-- AIM --
Output the rows below unchanged, from the first one through the line containing "366,298 -> 394,385".

-- RECORDS FOR THE EXERCISE --
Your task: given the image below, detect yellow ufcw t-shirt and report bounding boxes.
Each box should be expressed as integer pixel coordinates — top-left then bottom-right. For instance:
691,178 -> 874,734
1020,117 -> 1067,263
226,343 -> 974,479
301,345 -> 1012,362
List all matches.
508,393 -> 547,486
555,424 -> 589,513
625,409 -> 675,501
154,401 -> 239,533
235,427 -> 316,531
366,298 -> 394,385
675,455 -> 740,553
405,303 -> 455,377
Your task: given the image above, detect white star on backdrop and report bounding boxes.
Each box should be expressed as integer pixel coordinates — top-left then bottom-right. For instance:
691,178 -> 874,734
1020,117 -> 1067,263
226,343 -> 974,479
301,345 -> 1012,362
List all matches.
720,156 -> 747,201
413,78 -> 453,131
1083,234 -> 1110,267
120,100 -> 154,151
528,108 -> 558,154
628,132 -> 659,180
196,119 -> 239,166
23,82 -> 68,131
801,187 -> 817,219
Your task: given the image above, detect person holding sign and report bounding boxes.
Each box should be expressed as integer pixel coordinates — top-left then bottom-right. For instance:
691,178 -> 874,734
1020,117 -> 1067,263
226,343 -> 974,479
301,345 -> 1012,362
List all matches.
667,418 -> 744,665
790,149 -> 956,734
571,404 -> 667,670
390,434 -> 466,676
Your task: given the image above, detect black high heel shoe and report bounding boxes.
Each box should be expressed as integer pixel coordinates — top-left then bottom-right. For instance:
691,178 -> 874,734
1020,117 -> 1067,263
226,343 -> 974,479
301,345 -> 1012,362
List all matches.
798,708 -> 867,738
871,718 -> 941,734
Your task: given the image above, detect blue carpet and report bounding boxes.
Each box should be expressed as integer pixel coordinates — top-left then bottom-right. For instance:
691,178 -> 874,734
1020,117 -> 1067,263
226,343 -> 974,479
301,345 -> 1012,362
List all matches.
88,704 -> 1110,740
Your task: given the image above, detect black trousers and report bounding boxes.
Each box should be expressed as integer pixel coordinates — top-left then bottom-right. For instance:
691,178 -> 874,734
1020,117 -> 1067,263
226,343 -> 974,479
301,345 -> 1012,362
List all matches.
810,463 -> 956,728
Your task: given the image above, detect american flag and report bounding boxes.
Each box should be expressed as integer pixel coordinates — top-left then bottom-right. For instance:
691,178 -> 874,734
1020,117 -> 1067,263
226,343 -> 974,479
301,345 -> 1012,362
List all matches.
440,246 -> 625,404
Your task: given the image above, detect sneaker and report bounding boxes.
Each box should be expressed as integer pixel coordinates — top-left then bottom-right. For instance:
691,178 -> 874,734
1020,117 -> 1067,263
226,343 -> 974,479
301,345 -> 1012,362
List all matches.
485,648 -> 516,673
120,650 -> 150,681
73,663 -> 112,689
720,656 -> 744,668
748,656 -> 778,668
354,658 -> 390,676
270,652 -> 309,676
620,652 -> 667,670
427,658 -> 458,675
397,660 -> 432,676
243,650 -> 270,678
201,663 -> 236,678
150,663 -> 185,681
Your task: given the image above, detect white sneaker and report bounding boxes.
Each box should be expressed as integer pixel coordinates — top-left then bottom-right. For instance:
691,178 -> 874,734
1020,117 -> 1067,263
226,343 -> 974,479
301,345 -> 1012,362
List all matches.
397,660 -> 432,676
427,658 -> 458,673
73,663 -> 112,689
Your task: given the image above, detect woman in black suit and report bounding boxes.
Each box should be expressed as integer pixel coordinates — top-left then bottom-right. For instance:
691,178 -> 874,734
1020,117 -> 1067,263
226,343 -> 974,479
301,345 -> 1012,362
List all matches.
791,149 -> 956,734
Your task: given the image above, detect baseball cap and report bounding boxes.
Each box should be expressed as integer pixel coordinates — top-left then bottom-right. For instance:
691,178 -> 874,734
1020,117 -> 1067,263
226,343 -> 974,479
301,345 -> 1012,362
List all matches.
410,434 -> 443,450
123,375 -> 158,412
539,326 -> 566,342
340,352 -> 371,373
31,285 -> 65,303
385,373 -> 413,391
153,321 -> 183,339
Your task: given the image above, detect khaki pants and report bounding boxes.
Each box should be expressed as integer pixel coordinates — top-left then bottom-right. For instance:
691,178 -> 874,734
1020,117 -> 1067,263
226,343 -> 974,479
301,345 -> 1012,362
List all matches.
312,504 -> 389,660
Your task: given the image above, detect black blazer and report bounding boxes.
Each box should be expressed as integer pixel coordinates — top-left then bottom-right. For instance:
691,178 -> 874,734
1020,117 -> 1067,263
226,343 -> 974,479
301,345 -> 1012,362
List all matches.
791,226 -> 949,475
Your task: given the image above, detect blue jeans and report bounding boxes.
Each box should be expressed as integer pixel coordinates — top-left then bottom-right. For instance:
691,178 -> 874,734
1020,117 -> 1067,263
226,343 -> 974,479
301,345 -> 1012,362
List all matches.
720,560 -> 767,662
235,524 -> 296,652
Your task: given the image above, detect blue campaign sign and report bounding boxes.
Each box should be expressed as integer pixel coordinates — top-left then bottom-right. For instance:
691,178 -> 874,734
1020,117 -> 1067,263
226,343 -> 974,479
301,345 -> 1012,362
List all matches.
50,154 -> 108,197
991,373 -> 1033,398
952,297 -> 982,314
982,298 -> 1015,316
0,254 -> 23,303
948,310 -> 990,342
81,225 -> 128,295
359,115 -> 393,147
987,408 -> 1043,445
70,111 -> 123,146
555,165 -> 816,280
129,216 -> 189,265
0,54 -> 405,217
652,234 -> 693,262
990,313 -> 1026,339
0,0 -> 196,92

-- THE RESPONSE --
Your task: given the image below, detect yellow ufcw t-shirt and report bounding boxes.
Each box should be expressed as integer pixel coordinates — top-left then bottom-right. For instance:
691,178 -> 874,734
1020,117 -> 1067,263
226,343 -> 974,479
301,345 -> 1012,362
List all matches.
508,393 -> 547,486
555,424 -> 589,513
625,409 -> 675,501
154,401 -> 239,533
235,427 -> 316,531
366,298 -> 394,385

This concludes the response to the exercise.